START Study material

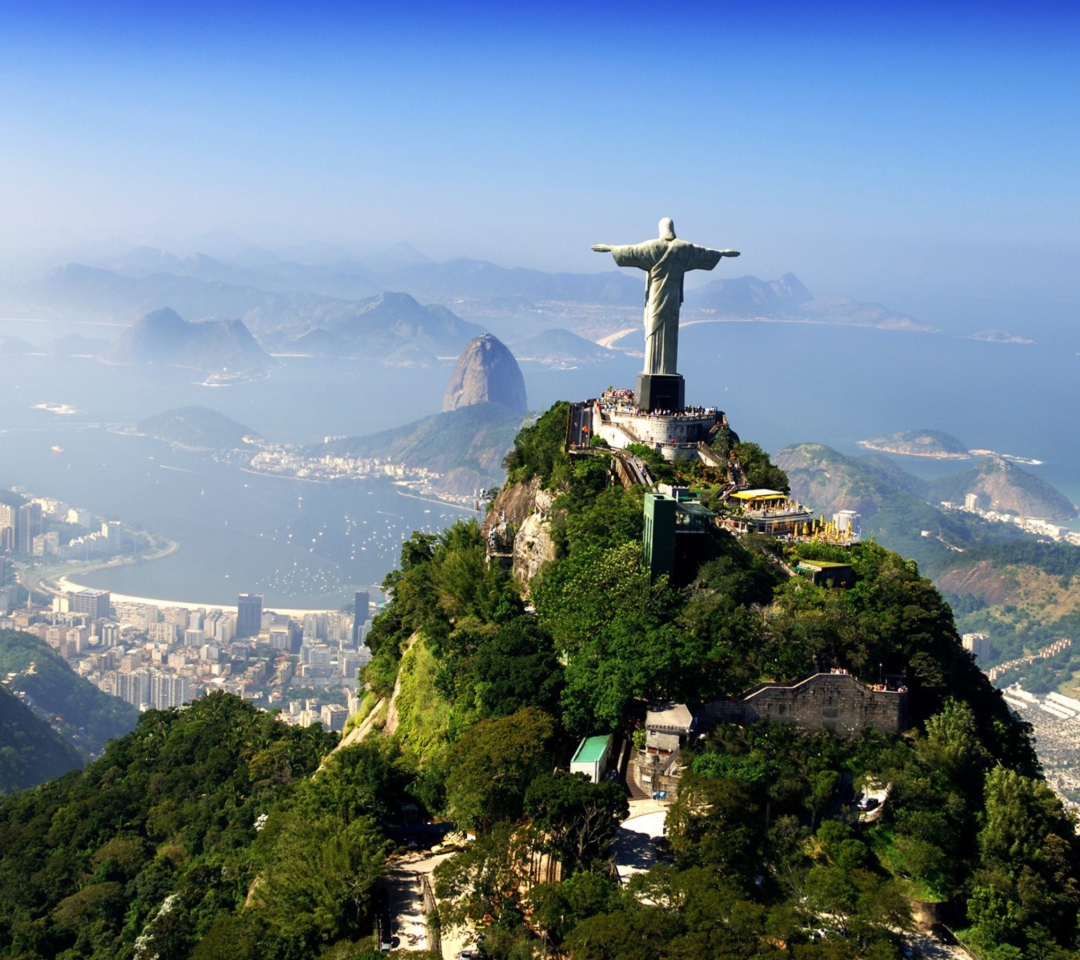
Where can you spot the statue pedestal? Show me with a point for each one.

END Study material
START Study material

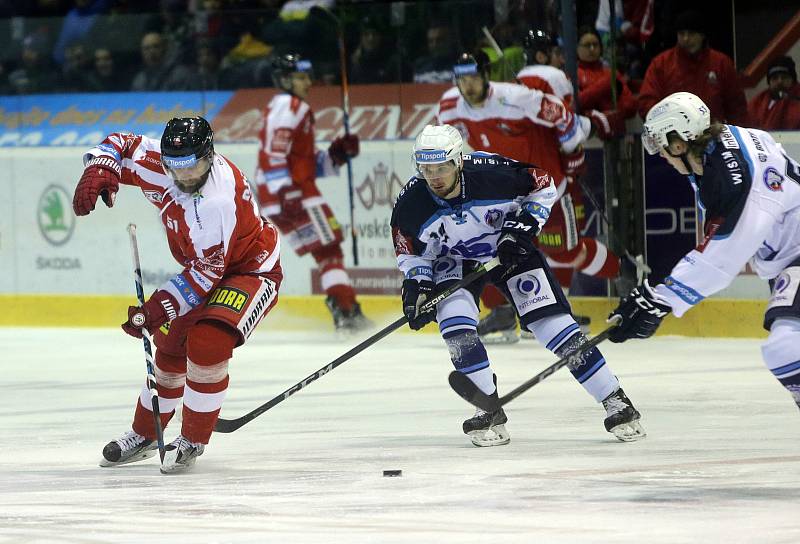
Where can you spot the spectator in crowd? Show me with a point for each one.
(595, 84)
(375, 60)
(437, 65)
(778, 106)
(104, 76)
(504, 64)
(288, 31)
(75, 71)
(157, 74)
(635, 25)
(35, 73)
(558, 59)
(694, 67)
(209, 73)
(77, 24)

END Study material
START Study material

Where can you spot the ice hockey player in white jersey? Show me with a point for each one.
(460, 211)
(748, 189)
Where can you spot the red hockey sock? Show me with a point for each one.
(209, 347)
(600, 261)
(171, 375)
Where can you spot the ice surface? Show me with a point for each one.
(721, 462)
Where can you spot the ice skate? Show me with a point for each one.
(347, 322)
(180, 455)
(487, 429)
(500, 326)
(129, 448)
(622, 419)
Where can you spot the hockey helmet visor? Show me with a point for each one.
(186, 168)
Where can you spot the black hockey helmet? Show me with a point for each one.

END Study material

The task:
Repeat, word for word, the lines above between the line holding "Where can you spot the ice hockey" and the line holding "Where can you spot the black", inclusive; omit everything else.

Your response:
Where can you spot the ice hockey player in white jersey? Show me with a point for each one.
(460, 211)
(748, 189)
Where can you spot the red hockey sock? Show me with a point for each one.
(209, 347)
(600, 261)
(171, 375)
Where can you spot the ice surface? Show me with a point for each one.
(721, 462)
Where can you spot the ice skate? Show me with a point for each one.
(347, 322)
(180, 455)
(487, 429)
(500, 326)
(129, 448)
(622, 419)
Where can you spot the hockey helmet visor? Show me with a point for each one.
(186, 168)
Where can you spot the black hockey helmet? Show me with a point for each one.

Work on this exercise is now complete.